**WHAT YOU ARE ASKED TO DO:** Retype the material below exactly, starting with the line that contains "Locate every front fender" and going on through the line that contains "493,277,549,311", both included.

**EXTRACTED MATERIAL:**
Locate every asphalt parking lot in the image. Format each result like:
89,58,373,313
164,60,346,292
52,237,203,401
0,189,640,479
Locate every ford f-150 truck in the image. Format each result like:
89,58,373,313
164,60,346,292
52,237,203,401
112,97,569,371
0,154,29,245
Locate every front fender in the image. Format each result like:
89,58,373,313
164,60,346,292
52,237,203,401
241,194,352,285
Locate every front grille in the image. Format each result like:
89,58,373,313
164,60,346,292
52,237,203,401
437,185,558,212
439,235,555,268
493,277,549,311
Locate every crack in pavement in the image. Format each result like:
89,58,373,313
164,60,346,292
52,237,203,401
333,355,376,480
--
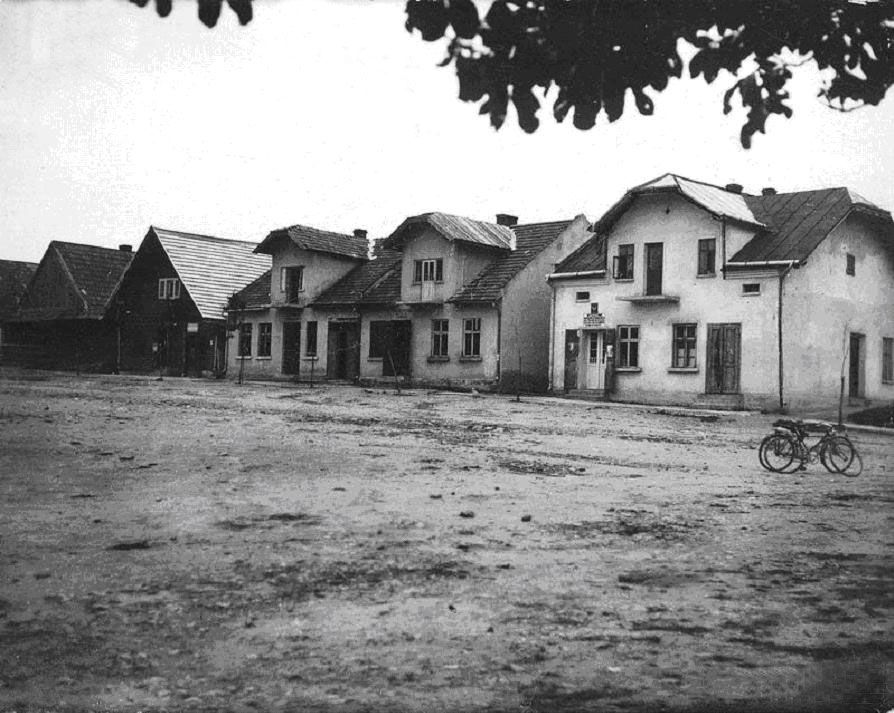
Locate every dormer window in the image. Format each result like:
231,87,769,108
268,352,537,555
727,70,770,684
---
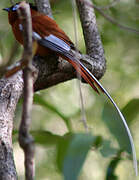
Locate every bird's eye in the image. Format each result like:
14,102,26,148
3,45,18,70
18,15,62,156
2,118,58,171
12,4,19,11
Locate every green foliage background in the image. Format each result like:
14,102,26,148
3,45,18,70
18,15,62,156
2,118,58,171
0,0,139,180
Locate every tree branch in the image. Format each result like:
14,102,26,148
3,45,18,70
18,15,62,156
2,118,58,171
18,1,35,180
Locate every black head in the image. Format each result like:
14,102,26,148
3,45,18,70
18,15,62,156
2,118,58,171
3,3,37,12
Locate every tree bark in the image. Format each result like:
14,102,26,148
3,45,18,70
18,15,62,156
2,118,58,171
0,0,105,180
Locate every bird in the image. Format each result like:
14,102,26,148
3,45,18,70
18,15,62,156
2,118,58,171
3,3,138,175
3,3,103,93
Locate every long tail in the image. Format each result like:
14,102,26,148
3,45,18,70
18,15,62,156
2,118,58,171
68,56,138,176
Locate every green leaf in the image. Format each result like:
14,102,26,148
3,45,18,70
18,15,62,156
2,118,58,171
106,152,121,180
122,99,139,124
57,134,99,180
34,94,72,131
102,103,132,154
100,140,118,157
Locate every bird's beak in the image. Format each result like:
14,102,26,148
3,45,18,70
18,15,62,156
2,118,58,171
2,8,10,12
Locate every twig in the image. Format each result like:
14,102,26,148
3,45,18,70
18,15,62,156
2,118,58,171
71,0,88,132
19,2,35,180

**ANSWER TO THIS TASK:**
Locate every front fender in the image. Format each result like:
89,58,373,313
164,60,346,292
52,237,203,401
241,194,352,285
Locate every front grille in the image. Format each result like:
89,58,373,313
164,60,346,292
52,237,203,401
437,185,558,212
439,235,555,268
493,277,549,311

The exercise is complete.